(Location labeling records)
▼

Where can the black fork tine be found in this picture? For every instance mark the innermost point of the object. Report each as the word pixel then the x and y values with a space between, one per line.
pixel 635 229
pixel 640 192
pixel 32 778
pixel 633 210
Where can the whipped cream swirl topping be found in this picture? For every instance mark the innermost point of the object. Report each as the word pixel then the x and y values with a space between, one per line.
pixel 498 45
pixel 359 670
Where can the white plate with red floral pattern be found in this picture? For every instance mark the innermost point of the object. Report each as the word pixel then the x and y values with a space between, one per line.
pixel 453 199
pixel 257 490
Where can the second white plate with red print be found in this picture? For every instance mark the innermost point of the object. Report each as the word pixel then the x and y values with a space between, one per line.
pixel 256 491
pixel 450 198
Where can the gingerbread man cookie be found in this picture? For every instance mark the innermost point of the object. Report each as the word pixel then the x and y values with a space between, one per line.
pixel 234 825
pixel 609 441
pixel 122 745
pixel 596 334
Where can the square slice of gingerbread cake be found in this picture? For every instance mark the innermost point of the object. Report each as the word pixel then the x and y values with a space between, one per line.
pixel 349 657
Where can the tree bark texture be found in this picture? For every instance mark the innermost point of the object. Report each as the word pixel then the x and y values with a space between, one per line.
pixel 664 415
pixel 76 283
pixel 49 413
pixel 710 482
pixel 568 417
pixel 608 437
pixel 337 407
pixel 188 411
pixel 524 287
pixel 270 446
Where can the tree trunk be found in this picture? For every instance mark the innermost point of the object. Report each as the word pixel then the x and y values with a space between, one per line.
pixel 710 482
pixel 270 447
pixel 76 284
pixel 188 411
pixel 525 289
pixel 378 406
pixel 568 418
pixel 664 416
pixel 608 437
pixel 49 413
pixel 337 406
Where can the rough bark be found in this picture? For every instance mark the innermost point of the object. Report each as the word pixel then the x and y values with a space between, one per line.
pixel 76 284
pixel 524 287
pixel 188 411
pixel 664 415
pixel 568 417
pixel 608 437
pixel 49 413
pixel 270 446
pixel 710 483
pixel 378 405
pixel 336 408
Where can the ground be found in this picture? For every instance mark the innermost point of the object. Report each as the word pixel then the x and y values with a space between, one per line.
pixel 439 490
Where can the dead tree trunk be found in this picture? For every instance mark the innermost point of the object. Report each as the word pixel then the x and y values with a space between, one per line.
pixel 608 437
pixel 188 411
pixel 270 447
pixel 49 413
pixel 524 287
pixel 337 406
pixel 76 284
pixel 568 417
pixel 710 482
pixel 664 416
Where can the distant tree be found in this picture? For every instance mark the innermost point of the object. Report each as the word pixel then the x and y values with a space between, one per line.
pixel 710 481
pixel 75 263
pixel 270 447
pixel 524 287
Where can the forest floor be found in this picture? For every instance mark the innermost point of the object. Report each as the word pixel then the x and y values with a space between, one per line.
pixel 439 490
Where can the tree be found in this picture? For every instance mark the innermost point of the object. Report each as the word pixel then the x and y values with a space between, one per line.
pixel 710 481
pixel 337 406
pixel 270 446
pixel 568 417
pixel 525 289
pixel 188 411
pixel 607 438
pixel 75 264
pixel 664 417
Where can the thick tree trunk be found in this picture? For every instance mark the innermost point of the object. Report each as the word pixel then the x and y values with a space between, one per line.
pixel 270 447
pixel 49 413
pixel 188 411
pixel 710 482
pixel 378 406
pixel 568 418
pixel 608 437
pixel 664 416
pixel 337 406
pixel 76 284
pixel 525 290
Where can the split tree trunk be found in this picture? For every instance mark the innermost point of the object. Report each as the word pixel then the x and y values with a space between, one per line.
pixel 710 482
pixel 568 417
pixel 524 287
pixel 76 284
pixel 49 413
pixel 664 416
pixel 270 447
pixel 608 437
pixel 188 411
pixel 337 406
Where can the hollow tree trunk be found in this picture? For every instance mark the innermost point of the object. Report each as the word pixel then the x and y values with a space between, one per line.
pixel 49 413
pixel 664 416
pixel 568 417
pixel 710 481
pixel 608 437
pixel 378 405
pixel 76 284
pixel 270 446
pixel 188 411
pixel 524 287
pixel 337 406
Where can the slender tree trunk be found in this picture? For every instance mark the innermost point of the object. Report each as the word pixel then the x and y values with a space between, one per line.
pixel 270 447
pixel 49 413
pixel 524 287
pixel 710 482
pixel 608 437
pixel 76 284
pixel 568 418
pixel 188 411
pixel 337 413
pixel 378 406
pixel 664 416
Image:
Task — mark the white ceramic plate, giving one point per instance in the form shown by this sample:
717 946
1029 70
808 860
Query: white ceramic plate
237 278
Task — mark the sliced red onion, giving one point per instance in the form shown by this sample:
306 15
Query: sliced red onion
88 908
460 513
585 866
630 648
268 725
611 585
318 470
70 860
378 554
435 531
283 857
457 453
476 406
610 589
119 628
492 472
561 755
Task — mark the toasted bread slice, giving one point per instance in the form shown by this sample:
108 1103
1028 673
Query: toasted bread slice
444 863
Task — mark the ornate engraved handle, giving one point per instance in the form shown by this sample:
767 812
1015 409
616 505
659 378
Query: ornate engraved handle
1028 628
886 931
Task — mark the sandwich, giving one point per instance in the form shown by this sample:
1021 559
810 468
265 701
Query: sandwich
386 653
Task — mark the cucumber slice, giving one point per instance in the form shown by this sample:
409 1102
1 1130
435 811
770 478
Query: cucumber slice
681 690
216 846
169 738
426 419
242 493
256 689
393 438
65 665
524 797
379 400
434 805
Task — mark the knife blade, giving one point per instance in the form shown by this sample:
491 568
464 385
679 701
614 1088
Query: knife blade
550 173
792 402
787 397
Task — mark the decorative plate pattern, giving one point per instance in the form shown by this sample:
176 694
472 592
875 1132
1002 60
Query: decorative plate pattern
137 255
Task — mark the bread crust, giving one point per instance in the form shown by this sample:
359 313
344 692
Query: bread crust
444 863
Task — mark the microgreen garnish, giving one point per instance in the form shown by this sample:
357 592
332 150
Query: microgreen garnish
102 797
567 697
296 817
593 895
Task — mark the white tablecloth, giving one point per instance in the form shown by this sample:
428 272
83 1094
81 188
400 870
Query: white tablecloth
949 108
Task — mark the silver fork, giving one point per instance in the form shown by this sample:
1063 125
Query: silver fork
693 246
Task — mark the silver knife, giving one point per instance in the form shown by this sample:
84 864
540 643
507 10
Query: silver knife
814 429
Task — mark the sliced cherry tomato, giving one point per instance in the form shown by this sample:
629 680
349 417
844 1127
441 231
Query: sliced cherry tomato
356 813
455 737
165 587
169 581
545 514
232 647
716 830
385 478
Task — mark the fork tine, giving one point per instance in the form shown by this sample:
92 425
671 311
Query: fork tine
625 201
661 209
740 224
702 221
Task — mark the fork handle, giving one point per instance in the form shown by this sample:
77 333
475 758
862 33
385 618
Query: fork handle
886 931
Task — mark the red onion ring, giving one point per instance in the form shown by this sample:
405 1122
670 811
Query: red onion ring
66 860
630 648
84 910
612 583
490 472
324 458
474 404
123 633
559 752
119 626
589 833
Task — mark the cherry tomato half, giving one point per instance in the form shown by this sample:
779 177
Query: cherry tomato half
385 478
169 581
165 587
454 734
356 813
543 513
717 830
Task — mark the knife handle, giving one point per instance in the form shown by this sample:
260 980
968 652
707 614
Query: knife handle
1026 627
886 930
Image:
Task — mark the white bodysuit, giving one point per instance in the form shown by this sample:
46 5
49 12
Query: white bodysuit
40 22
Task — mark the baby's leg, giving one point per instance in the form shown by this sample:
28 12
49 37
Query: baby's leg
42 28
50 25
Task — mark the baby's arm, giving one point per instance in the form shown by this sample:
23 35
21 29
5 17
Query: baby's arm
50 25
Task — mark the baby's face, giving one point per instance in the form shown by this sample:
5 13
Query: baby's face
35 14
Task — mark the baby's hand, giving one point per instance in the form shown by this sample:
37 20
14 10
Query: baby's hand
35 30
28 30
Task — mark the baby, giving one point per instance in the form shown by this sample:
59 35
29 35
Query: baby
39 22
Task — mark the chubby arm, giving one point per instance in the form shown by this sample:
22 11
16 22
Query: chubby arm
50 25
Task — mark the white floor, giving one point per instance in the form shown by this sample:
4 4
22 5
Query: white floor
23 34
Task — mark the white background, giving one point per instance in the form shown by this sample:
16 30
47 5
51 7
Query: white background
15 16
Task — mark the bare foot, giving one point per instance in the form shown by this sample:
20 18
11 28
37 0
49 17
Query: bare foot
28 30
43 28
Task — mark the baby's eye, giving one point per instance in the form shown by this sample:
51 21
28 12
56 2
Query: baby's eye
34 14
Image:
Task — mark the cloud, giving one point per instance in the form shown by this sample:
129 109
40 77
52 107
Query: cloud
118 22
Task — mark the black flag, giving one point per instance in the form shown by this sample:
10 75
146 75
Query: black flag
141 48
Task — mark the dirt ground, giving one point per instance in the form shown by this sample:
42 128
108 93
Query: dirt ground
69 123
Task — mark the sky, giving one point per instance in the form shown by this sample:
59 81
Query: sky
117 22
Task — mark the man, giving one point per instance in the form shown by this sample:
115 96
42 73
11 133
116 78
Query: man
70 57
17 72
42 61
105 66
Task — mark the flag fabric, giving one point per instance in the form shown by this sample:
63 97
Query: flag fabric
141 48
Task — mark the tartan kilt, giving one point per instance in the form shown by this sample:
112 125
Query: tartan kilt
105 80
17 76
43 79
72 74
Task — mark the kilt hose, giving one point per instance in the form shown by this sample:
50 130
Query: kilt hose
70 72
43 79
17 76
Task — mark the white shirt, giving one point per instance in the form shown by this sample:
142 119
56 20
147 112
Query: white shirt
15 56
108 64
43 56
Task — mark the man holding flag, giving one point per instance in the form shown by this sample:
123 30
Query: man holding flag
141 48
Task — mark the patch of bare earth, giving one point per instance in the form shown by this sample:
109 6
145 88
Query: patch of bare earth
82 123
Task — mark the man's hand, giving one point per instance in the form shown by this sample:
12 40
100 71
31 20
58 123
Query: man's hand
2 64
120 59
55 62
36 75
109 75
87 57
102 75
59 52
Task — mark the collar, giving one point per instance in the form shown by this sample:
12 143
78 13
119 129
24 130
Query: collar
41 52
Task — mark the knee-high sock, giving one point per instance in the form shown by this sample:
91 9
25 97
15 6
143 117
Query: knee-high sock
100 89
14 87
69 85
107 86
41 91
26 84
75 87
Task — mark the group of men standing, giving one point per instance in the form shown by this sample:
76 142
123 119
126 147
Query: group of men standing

▲

Aim | Put everything from the start of the material above down to the line containing "pixel 633 210" into a Markdown table with the columns "Number" and "Entry", leaving out blank lines.

Output below |
| Number | Entry |
|---|---|
| 1 | Where can the black fork tine be found in this picture? For every instance mark the innermost point of the object. Report each as the word pixel then the x and y values with a space between, one per line. |
| 2 | pixel 635 229 |
| 3 | pixel 640 192 |
| 4 | pixel 32 778 |
| 5 | pixel 633 210 |